Document segment:
****
Link to home
Start Free TrialLog in
Avatar of mrong
mrong

asked on

GSNW can't map Novell server

Greetings,

I installed GSNW on my Win2000 server and used it to map another Novell server. It was working fine. But after we switched the Novell server to the new LAN, my GSNW couldn't map the Novell server.

I am using Novell 5.0 and using NDS.

Thanks in advance.
Avatar of PsiCop
PsiCop
Flag of United States of America image

OK, exactly what are you trying to do? Are you trying to map drives on the W2K box to the NetWare server? If you're just doing that, then why not install NetWare Client32 instead of GSNW?

What I'm trying to get at is what exactly are you trying to do?
Avatar of mrong
mrong

ASKER

Hi PsiCop,

Because I don't want to put NetWare Client on my web server.

Thanks.
You still have not answered this question: What I'm trying to get at is what exactly are you trying to do?
Avatar of mrong

ASKER

I am trying to map NetWare server from W2k server .

Thanks.
Avatar of mrong

ASKER

I got the following error msg when I tried to add a share from Gateway services.

"The network path was not found"

Thanks.
As I recall, GSNW was designed to make the W2K machine look like a NetWare (v2) server for NetWare clients. I don't recall it being designed to let the W2K machine act as a NetWare client itself.

Unless I'm wrong about the nature of GSNW (DSPoole? ShineOn?), my advice to you would be to install the proper software, namely NetWare Client32, rather than trying to force the wrong software to do something it was not designed to do.
****
Dataset excerpts:
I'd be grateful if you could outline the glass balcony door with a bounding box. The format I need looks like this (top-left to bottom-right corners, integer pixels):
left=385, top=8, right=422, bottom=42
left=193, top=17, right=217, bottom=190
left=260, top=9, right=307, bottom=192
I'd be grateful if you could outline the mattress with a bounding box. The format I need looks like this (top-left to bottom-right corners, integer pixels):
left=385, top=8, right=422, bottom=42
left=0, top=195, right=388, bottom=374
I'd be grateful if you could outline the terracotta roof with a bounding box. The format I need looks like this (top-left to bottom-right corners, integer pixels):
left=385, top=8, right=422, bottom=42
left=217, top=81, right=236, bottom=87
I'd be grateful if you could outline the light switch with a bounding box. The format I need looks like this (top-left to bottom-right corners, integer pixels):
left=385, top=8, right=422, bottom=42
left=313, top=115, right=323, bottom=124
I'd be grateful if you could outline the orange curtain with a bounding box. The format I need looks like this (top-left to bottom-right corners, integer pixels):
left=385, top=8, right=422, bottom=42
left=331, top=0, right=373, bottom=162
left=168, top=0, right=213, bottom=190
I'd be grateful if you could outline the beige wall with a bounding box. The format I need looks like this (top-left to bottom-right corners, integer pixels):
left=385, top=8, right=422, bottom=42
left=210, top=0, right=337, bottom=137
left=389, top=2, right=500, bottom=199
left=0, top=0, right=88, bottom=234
****
Given request: Extend the forum thread about GSNW being unable to map the Novell server, starting right after its last sentence. The records have no role here.

Solved problem:
Another alternative would be to upgrade your NetWare server to v6.x (latest is v6.5) and install Native File Access Protocol support, which would enable your NetWare server to appear as a Windows box to Windows clients (including your web server).
Avatar of mrong

ASKER

Hi PsiCop,

The GSNW can be used to access file resides on Novell server from W2k server/client. It has been documented on Microsoft web site. I had made it working before but it  brought me the problem after swithed the Novell server to the new LAN. It is not forcing the wrong software to do anything.

As i metioned already, I don't want to load the Novell client on my web server. Also I don't think I will update the Novell to V6 in order to fix only this problem.

Thank you for your advice.

You say you switched the server to a new LAN. What is the interconnectivity between the LAN where your webserver is and the LAN where the NetWare server is now located? How do the two LANs communicate? Are there any firewalls? Using what protocol are you trying to communicate with the NetWare server: IP or IPX?
Avatar of mrong

ASKER

I am trying to use IPX to communicate with NetWare server.
I just switched my W2K server to the same LAN as Novell server resides. But still couldn't map the NetWare server.

Thanks.
OK, question: Since NetWare v5 supports (and indeed, prefers) IP as its communications protocol, why are you using IPX? Or is that some stupid limitation of GSNW?
Avatar of mrong

ASKER

GSNW depends on and works with NWLink protocol. NWLink is Microsoft's implementation of  IPX/SPX.

Ah, stupid limitation of GSNW, gotcha. Nothing like using archaic technology such as GSNW, is there? Here it is, 2003, and Redmond still hasn't caught onto the fact that NetWare was supporting TCP/IP as its primary protocol back in 1999. Gotta love it.

Did you correct the NetWare server's IPX network number when you moved it to the new LAN segment? That's my only idea right now.
GSNW is short for Gateway Services for NetWare, and is based on Microsoft's denial of reality.  They designed it to work as a migration tool to entice people to move from NetWare 3.x.  It was updated to kind-of work with NDS, but Microsoft still doesn't want anyone to know that the last version of NetWare to be dependent on IPX was 4.x.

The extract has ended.